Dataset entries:
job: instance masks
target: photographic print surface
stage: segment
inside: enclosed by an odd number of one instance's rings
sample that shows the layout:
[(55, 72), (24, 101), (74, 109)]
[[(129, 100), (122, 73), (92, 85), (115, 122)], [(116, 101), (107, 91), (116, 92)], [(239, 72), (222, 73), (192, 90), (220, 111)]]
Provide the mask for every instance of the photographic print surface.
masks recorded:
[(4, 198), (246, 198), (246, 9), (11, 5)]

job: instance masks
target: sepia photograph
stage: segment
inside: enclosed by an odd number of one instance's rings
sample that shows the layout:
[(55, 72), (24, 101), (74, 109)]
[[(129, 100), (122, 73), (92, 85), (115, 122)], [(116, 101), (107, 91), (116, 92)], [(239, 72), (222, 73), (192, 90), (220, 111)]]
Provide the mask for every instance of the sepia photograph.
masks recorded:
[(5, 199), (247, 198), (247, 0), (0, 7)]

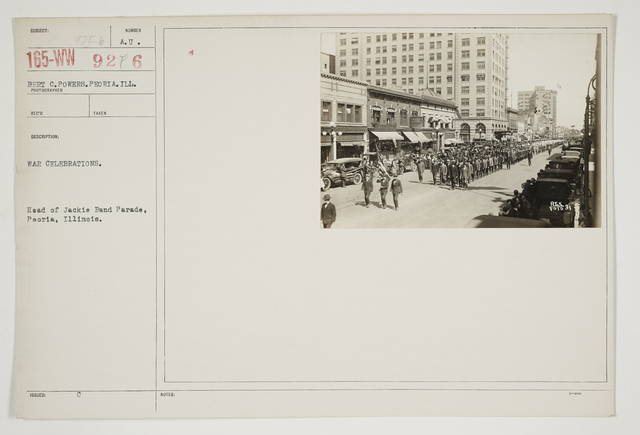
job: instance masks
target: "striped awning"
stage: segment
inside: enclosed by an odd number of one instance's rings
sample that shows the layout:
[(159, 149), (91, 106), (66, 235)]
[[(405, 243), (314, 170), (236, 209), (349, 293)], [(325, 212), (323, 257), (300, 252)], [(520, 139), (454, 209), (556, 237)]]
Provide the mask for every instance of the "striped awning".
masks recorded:
[(404, 140), (396, 131), (372, 131), (371, 134), (380, 140)]
[(403, 131), (402, 134), (404, 134), (411, 143), (420, 142), (420, 138), (418, 137), (417, 133), (414, 133), (412, 131)]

EXERCISE
Print, word for word, every entry shown above; the pictures stay out.

FINISHED TASK
job: instance masks
target: photographic print surface
stage: segment
inside: enclosed by an odd number of one instance's rings
sample that shows the layout:
[(55, 72), (24, 101), (74, 109)]
[[(129, 100), (122, 73), (92, 85), (115, 122)], [(116, 101), (107, 91), (116, 92)], [(239, 72), (222, 73), (192, 90), (220, 111)]]
Provide the mask for every instance of the photographic print surface.
masks recorded:
[(4, 198), (246, 198), (246, 9), (11, 5)]

job: instance masks
target: sepia photograph
stage: segment
inside: enclosed by an odd number of one instance's rings
sample that shows the layout:
[(55, 72), (24, 101), (74, 109)]
[[(129, 100), (122, 73), (92, 85), (115, 122)], [(116, 101), (107, 91), (116, 92)], [(239, 72), (222, 73), (192, 90), (220, 111)]]
Provide the mask for every instance of the sepia photograph.
masks recorded:
[(5, 199), (247, 198), (247, 0), (0, 7)]

job: instance masks
target: "striped awning"
stage: segment
inside: enclosed by an odd number of one instance's rings
sample that shows the layout:
[(159, 149), (91, 106), (66, 235)]
[[(405, 243), (314, 170), (236, 209), (349, 293)], [(325, 212), (323, 257), (300, 252)], [(520, 139), (454, 209), (556, 237)]]
Provide the mask for every instance of the "striped awning".
masks recorded:
[(404, 140), (396, 131), (372, 131), (371, 134), (380, 140)]
[(403, 131), (402, 134), (404, 134), (411, 143), (420, 142), (420, 138), (418, 137), (417, 133), (414, 133), (412, 131)]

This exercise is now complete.